ACTION ITEM
Return exactly the lines that run from the one with "rough mask: <svg" to the last line of the entries below, both included, and nothing else.

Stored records
Content starts

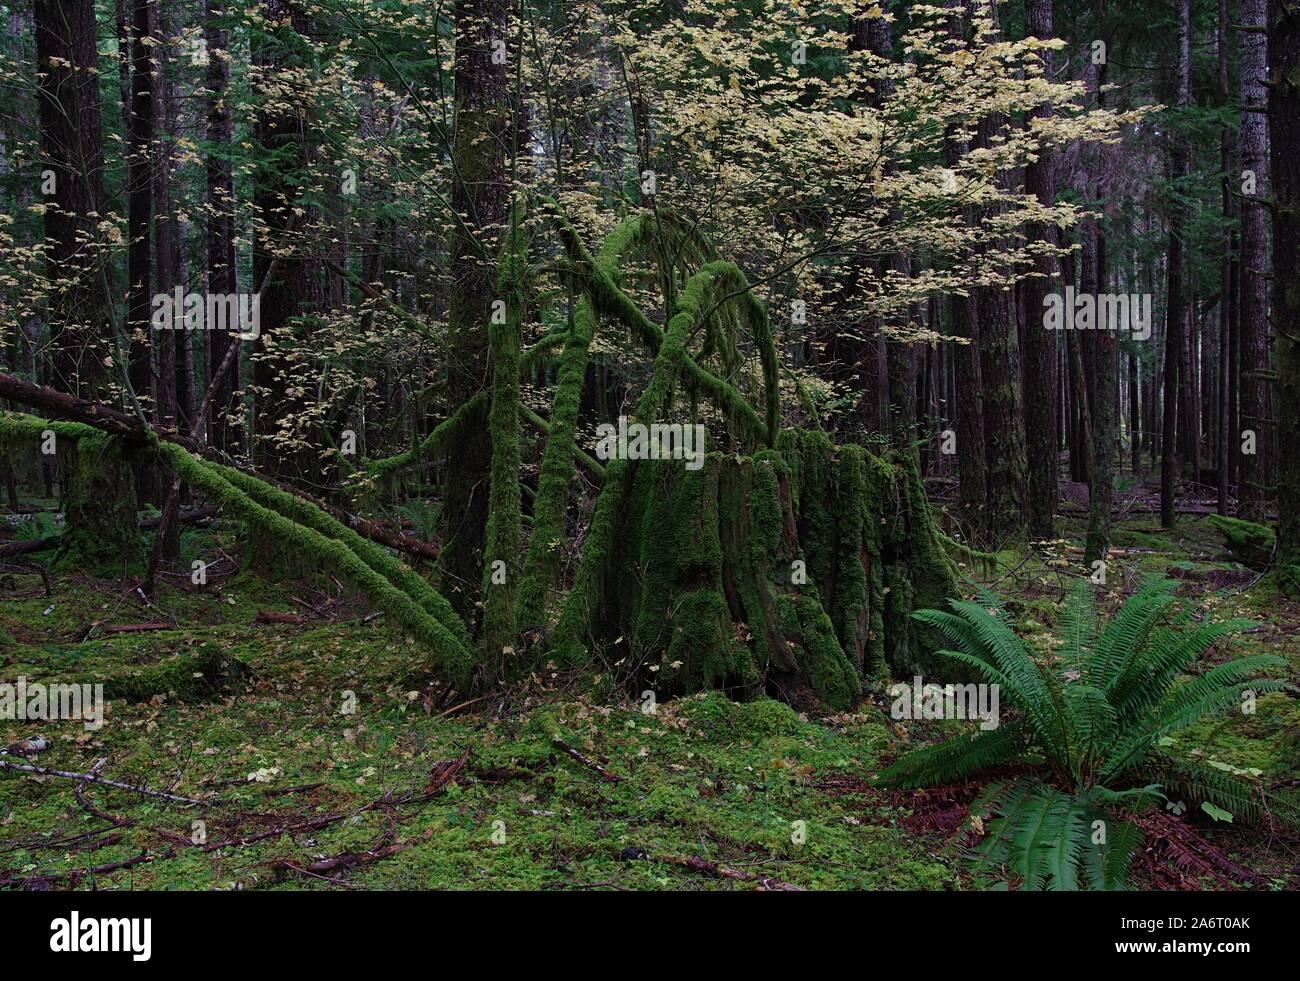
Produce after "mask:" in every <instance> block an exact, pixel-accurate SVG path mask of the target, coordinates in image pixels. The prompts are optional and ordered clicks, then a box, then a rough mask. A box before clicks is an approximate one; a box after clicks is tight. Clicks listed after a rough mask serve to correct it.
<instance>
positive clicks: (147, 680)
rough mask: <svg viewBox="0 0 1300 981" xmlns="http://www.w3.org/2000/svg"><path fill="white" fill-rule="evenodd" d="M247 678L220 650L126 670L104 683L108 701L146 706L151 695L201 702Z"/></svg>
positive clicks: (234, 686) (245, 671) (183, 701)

Content ends

EXERCISE RESULT
rough mask: <svg viewBox="0 0 1300 981" xmlns="http://www.w3.org/2000/svg"><path fill="white" fill-rule="evenodd" d="M247 678L220 650L126 670L104 683L108 701L146 706L151 695L201 702Z"/></svg>
positive clicks: (234, 686) (245, 671) (183, 701)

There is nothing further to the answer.